- Given task
Transcribe the records exactly. Pictures do not belong in the transcription.

═════ Records for this task ═════

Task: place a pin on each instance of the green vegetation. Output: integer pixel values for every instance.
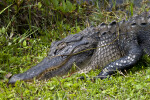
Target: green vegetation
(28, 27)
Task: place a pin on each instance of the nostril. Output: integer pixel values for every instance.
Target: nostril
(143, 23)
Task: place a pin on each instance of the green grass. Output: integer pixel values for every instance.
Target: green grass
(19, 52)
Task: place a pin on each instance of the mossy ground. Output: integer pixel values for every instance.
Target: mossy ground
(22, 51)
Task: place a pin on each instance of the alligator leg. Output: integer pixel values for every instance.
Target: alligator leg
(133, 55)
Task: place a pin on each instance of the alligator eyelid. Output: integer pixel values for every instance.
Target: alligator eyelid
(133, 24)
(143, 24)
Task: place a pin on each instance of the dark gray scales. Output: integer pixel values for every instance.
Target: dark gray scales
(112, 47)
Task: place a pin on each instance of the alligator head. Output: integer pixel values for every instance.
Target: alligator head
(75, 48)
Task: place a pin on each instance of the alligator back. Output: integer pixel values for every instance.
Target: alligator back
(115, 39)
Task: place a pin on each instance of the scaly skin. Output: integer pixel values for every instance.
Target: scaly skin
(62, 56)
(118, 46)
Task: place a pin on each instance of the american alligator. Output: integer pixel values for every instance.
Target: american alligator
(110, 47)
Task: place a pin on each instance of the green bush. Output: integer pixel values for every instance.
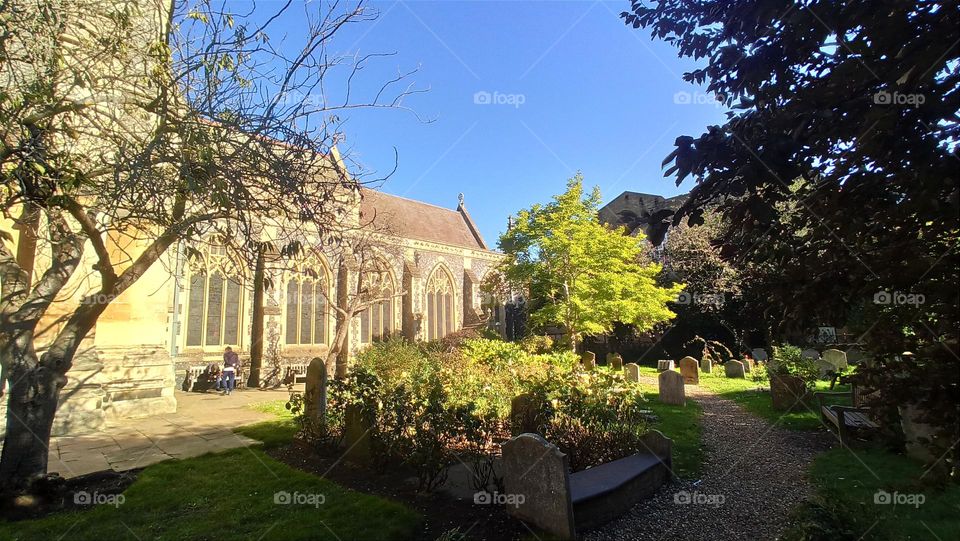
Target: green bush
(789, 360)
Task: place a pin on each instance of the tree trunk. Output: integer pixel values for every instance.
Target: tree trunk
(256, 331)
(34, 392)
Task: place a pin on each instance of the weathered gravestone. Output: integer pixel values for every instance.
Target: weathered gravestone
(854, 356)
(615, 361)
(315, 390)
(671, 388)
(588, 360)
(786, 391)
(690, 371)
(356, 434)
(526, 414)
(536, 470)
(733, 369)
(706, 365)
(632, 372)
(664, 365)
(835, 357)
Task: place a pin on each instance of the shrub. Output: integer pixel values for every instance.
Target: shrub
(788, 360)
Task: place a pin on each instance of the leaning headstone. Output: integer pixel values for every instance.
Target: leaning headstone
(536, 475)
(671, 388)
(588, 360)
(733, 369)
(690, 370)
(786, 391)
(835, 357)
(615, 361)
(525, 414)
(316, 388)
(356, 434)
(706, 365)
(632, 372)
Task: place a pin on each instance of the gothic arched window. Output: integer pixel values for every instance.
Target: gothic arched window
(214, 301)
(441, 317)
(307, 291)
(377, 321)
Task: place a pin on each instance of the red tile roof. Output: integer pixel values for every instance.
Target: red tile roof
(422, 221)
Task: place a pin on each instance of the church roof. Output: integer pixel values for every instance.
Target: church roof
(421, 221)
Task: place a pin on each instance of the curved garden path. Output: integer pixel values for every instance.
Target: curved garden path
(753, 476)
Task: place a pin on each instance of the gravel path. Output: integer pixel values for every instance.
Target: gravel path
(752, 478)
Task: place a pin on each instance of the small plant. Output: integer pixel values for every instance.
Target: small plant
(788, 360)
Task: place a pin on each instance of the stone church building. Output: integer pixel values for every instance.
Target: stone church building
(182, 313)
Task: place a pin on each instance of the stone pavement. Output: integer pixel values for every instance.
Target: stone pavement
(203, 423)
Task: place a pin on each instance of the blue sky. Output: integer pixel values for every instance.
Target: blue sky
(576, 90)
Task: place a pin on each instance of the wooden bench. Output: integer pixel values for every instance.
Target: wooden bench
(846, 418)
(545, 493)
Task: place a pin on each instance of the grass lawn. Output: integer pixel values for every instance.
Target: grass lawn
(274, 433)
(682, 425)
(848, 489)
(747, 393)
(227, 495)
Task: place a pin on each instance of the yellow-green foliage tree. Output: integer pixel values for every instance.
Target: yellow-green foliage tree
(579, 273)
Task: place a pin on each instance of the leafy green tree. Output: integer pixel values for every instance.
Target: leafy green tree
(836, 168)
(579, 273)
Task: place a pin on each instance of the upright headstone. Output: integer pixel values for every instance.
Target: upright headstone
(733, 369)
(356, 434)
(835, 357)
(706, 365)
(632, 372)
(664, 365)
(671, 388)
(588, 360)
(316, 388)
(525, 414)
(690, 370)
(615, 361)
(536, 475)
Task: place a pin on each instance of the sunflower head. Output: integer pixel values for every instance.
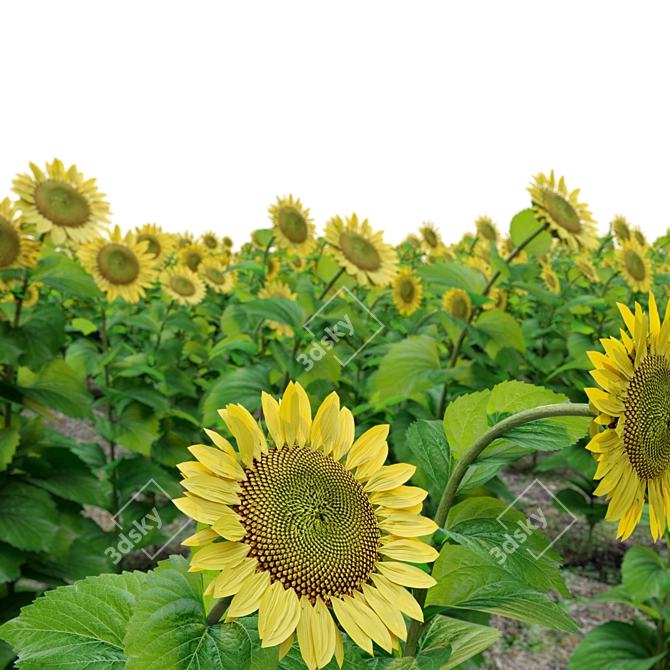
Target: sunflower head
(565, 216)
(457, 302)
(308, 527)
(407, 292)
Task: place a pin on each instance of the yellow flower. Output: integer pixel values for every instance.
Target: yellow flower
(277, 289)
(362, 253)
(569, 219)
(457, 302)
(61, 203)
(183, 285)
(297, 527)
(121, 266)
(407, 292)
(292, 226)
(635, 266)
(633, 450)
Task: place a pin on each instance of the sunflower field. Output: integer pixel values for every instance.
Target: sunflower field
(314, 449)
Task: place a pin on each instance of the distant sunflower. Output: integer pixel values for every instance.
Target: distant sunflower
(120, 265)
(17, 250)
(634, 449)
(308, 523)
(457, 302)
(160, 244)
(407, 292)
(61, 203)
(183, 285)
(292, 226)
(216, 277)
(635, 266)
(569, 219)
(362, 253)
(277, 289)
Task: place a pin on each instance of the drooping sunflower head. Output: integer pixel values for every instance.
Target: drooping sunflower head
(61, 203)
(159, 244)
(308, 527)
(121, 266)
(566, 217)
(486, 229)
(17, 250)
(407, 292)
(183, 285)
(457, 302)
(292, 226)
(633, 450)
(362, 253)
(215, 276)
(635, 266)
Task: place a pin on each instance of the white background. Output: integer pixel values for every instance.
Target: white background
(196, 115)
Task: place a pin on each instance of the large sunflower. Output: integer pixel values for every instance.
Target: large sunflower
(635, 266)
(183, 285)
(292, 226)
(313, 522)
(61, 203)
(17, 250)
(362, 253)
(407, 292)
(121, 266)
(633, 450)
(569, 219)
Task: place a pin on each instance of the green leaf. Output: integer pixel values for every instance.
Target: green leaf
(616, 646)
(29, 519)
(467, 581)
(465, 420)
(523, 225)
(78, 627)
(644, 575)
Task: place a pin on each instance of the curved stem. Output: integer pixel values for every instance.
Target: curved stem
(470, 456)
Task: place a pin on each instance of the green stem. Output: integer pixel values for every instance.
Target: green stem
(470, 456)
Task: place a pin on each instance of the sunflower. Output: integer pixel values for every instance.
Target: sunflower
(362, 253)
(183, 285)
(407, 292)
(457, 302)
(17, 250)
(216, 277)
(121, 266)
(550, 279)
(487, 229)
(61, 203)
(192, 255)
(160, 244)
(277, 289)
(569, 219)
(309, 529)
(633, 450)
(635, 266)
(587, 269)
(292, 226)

═════

- Written response
Task: place a pin on each instance of the green vegetation. Output: integer pixel values for every instance.
Target: green vegetation
(28, 27)
Task: place a pin on each instance of the nostril. Output: integer pixel values for every instance.
Target: nostril
(143, 23)
Task: place a pin on each instance of the green grass. Output: integer pixel values for every instance.
Target: green grass
(19, 52)
Task: place a pin on each instance of the mossy ground. Output: integer pixel values for every instance.
Target: mossy ground
(22, 51)
Task: place a pin on each instance of the alligator leg. Output: integer pixel values for every instance.
Target: alligator leg
(133, 55)
Task: place a pin on each instance of the alligator eyelid. Output: integer pixel values for every instance.
Target: alligator eyelid
(133, 24)
(143, 24)
Task: place a pin on each instance of the dark gray scales. Output: integer pixel values for every instance.
Target: dark gray scales
(112, 47)
Task: place a pin on each instance of the alligator head. Output: integer pixel values for every instance.
Target: alligator head
(75, 48)
Task: place a pin on each instance of the alligator back. Output: integer pixel values for every instance.
Target: alligator back
(115, 39)
Task: place a pin on each instance of the scaly skin. Output: integer pixel values for every instance.
Target: scaly skin
(62, 56)
(118, 46)
Task: place a pin on each instance of the american alligator. Output: integer pixel values for every instance.
Target: american alligator
(110, 47)
Task: place a pin on each instance of the green bush. Output: integer pixel values for every instance.
Target: green bush
(789, 360)
Task: place a pin on each instance of the tree trunk. Output: integer pixel values for every instance.
Target: tree trunk
(256, 331)
(34, 392)
Task: place a pin on each instance of the weathered gravestone. Output: integer pixel values for every instance.
Target: weathered gravestone
(854, 356)
(615, 361)
(315, 390)
(671, 388)
(588, 360)
(786, 391)
(690, 371)
(356, 434)
(526, 414)
(536, 470)
(733, 369)
(706, 365)
(632, 372)
(664, 365)
(835, 357)
Task: place a pin on each instance of the shrub. Output: integer pixel values for every instance.
Target: shrub
(788, 360)
Task: place a pin on each instance of the leaning headstone. Output: integer pixel values for every instance.
Target: leaning headstone
(536, 475)
(671, 388)
(588, 360)
(733, 369)
(690, 370)
(786, 391)
(835, 357)
(615, 361)
(525, 414)
(316, 388)
(356, 434)
(706, 365)
(632, 372)
Task: place a pin on each instance of the gothic arched window. Output: integer pixel values for every instance.
Target: gothic arched window
(214, 301)
(441, 317)
(307, 291)
(377, 321)
Task: place a pin on each instance of the red tile roof. Output: integer pixel values for every instance.
Target: red tile roof
(422, 221)
Task: place a pin on each instance of the church roof. Output: integer pixel values for every instance.
Target: church roof
(421, 221)
Task: place a pin on each instance of the curved garden path. Output: integer pixel values for every instance.
Target: curved garden path
(753, 476)
Task: place a pin on each instance of the gravel path. Output: integer pixel values for every instance.
Target: gravel path
(752, 478)
Task: place a pin on each instance of the small plant. Output: integer pixel values for every instance.
Target: small plant
(788, 360)
Task: place a pin on each instance of the stone church building. Output: integer pixel values for every instance.
Target: stone church building
(182, 313)
Task: place a pin on each instance of the stone pavement. Output: integer pixel values for every instance.
Target: stone pavement
(203, 423)
Task: place a pin on each instance of the blue sky. Output: integer pixel values for every instance.
Target: blue sky
(576, 90)
Task: place a pin on each instance of the wooden bench. Output: integer pixel values for every instance.
Target: wooden bench
(846, 418)
(545, 493)
Task: place a pin on each instance of the grass lawn. Output: integer pixel values for every instance.
Target: grass lawn
(274, 433)
(682, 425)
(848, 489)
(747, 393)
(227, 495)
Task: place a pin on each instance of the yellow-green foliage tree. Output: integer pixel values for every instance.
Target: yellow-green foliage tree
(579, 273)
Task: place a pin on each instance of the leafy green tree. Output: integer pixel values for every instance.
Target: leafy green tree
(836, 168)
(579, 273)
Task: place a pin on each instance of the upright headstone. Output: integer pixel values for every instance.
Target: upright headstone
(733, 369)
(356, 434)
(835, 357)
(706, 365)
(632, 372)
(664, 365)
(671, 388)
(588, 360)
(316, 388)
(525, 414)
(690, 370)
(615, 361)
(536, 475)
Task: place a pin on each instance of the sunflower head. Output: integer pixel values for every instance.
Target: sunflower head
(565, 216)
(457, 302)
(308, 527)
(407, 292)
Task: place a pin on each instance of the yellow flower. Output: integer pixel values for every instance.
Target: yellow flower
(277, 289)
(362, 253)
(569, 219)
(457, 302)
(61, 203)
(183, 285)
(297, 527)
(121, 266)
(407, 292)
(292, 226)
(635, 266)
(633, 450)
Task: place a pin on each instance of the sunflower field. Output: integer pixel values for every instance.
Target: sunflower field
(314, 449)
Task: place a pin on each instance of the distant sunflower. Output: integer pixel values for every instance.
Target: distant sunflower
(120, 265)
(17, 250)
(634, 449)
(308, 523)
(457, 302)
(160, 244)
(407, 292)
(61, 203)
(183, 285)
(292, 226)
(216, 277)
(635, 266)
(569, 219)
(362, 253)
(277, 289)
Task: place a pin on each instance of the drooping sunflower head. Output: integer pixel values for every instance.
Target: drooping sunflower head
(61, 203)
(159, 244)
(308, 527)
(121, 266)
(566, 217)
(486, 229)
(17, 250)
(407, 292)
(183, 285)
(457, 302)
(292, 226)
(633, 450)
(362, 253)
(215, 276)
(635, 266)
Task: place a pin on each instance of the white background. Output: integer pixel values for every instance.
Target: white background
(196, 115)
Task: place a pin on each instance of the large sunflower. Output: integer pixel values for every instance.
Target: large sunflower
(635, 266)
(183, 285)
(292, 226)
(313, 522)
(61, 203)
(17, 250)
(362, 253)
(407, 292)
(121, 266)
(633, 450)
(569, 219)
Task: place a pin on each instance of the green leaf. Output: integer pixel values for every instance.
Target: green leaf
(616, 646)
(29, 519)
(467, 581)
(465, 420)
(523, 225)
(78, 627)
(644, 575)
Task: place a pin on each instance of the curved stem. Output: integer pixel values for every instance.
Target: curved stem
(470, 456)
Task: place a pin on each instance of the green stem. Output: integer pixel values for every instance.
Target: green stem
(470, 456)
Task: place a pin on each instance of the sunflower. Output: integer pixel values for every instance.
Target: sunflower
(362, 253)
(183, 285)
(407, 292)
(457, 302)
(17, 250)
(216, 277)
(121, 266)
(550, 279)
(487, 229)
(61, 203)
(192, 255)
(160, 244)
(277, 289)
(569, 219)
(309, 529)
(633, 450)
(635, 266)
(587, 269)
(292, 226)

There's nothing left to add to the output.